**What to produce**: Your answer must consist of exactly the lines below, starting with the line with "Target: fire pit" and going on through the line with "Target: plate rim", and nothing else.

────────

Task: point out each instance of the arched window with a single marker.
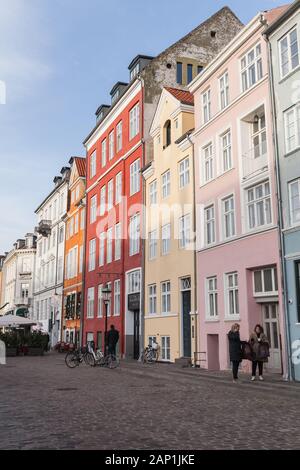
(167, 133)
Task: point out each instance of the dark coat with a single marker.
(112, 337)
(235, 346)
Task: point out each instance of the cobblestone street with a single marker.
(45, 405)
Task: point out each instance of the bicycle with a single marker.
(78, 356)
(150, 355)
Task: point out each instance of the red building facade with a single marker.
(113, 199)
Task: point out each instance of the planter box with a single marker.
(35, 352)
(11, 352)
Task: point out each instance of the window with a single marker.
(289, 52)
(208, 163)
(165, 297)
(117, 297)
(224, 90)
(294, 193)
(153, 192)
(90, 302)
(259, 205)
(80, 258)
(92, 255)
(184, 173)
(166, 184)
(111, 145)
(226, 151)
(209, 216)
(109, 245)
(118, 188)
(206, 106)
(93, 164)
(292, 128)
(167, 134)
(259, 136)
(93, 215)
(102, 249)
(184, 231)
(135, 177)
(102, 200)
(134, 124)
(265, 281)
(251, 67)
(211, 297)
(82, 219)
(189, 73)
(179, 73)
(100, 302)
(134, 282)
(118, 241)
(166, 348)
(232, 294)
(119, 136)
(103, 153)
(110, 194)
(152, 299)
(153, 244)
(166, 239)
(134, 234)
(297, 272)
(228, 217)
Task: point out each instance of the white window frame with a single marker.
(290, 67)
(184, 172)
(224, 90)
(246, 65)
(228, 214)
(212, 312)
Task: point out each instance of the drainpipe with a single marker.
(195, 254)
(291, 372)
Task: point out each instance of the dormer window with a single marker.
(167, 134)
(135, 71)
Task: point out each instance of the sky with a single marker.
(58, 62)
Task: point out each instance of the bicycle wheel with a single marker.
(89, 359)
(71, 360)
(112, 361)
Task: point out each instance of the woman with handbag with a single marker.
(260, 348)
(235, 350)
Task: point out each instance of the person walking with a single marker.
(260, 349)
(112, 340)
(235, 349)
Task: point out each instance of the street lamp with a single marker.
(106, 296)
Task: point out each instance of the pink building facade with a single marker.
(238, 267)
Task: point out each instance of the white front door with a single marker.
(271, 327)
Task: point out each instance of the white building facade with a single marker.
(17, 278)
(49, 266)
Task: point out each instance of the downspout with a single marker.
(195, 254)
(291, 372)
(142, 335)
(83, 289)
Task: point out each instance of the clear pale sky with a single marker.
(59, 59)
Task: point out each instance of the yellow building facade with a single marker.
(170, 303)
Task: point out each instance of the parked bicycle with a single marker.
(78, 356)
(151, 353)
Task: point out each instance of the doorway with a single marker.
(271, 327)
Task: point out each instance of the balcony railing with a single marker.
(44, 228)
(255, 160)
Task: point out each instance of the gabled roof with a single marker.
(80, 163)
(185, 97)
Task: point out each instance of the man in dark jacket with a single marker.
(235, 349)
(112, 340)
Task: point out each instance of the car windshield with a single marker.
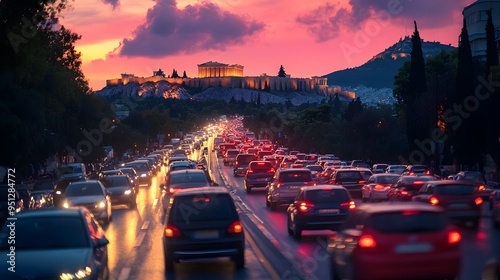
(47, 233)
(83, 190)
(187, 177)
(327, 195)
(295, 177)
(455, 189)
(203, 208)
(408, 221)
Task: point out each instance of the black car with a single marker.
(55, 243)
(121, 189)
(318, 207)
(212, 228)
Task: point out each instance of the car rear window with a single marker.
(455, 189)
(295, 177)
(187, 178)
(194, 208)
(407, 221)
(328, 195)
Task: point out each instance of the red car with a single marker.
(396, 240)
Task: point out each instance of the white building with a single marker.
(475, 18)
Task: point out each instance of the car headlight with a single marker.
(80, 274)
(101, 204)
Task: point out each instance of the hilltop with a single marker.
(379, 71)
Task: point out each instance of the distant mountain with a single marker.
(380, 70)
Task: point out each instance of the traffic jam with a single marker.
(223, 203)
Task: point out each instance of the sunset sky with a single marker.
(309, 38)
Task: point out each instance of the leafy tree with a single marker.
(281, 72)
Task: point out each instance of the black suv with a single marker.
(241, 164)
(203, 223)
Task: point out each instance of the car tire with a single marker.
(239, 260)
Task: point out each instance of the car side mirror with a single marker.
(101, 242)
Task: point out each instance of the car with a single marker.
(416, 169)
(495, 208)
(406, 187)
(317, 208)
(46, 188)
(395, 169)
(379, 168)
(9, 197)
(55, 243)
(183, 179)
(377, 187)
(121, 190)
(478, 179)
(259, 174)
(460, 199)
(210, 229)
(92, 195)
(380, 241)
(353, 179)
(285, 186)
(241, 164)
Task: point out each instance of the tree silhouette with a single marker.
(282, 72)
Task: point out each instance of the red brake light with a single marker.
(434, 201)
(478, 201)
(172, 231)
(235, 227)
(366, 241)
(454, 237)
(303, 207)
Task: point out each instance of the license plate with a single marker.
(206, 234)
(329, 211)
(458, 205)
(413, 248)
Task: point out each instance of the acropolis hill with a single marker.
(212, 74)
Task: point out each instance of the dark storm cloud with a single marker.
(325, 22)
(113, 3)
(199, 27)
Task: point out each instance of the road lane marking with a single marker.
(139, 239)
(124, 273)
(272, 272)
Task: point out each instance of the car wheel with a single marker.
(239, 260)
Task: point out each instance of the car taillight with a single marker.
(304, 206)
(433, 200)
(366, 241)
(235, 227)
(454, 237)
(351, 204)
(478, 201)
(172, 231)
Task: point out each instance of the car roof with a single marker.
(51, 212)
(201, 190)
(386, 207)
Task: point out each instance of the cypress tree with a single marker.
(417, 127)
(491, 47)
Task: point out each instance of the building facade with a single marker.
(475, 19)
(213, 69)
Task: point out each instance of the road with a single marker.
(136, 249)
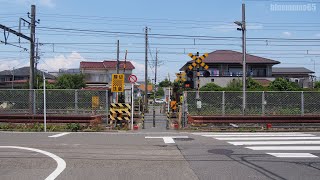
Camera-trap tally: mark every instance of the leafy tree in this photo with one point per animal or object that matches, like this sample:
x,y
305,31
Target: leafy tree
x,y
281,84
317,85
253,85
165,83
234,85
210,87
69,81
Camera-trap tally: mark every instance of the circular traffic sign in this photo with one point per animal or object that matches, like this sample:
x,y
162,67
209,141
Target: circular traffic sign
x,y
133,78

────────

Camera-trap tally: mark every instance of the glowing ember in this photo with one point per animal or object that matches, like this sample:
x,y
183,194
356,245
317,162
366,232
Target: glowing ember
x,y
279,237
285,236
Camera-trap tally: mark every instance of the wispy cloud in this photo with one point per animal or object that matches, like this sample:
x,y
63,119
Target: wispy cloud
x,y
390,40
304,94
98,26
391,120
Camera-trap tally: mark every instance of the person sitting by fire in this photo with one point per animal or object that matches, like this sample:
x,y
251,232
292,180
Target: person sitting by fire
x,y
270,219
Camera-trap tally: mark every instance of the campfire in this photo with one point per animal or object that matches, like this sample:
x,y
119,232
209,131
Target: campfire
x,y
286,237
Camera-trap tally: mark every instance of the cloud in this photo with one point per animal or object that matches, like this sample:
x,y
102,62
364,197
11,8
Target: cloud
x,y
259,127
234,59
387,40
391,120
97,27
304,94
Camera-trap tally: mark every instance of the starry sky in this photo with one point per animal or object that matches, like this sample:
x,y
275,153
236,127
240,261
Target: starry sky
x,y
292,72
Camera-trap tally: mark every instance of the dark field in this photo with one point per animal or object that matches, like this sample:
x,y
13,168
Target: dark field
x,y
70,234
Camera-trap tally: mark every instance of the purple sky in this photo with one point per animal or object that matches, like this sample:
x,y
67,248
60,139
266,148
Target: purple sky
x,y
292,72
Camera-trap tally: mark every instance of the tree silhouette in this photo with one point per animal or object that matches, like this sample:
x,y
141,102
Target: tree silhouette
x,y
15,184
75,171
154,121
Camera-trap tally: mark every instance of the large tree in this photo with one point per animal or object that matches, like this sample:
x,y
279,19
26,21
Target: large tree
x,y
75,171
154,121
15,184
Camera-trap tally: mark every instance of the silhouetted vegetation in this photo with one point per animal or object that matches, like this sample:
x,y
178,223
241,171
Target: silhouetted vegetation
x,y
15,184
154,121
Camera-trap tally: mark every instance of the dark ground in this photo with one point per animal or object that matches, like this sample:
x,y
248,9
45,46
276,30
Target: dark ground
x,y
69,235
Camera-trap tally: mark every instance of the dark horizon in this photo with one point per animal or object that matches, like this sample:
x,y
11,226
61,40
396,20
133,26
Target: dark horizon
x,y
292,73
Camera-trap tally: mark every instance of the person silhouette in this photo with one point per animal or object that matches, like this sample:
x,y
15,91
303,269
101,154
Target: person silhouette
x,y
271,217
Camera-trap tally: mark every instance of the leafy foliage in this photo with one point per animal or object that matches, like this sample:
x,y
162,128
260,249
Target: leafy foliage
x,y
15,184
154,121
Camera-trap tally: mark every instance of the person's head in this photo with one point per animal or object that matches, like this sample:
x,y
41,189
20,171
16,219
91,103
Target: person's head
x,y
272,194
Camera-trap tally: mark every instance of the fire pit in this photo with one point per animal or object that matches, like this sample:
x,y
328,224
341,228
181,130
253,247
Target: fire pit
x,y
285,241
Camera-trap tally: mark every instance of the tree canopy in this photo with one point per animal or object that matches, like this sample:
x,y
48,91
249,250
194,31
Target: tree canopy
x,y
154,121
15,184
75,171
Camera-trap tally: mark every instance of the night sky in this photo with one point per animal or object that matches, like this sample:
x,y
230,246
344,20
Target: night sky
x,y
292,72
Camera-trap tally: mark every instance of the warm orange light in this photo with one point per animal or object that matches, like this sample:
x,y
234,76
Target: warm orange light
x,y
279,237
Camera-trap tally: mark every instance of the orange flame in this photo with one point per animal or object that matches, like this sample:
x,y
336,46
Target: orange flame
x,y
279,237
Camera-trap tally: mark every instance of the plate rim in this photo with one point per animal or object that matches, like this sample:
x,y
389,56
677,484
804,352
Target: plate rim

────────

**Task solution**:
Target: fire pit
x,y
285,241
Camera-trap tally: mark every instance of the tree canopy in this photo with one point per animal or object that matches, like this sample:
x,y
48,91
249,250
194,31
Target: tree canopy
x,y
154,121
15,184
75,171
Camera-trap tally: mark every instance of the night sky in this photo with one point per animal or object that matches, like this sample:
x,y
230,246
344,20
Target: night sky
x,y
292,72
Camera-trap tally: mark every instance of the warm orange light in this photo with one point per animal or object that matches, like this sample:
x,y
234,76
Target: warm orange light
x,y
279,237
Camera-trap tally: mark every instance of the orange flame in this photo with one point per animal or object that matches, like this sample:
x,y
336,46
Target: orange flame
x,y
279,237
Camera-trap tally: mark every instance of the plate rim in this photo with one point per animal or object that matches, like this sample:
x,y
389,56
677,484
804,352
Target: plate rim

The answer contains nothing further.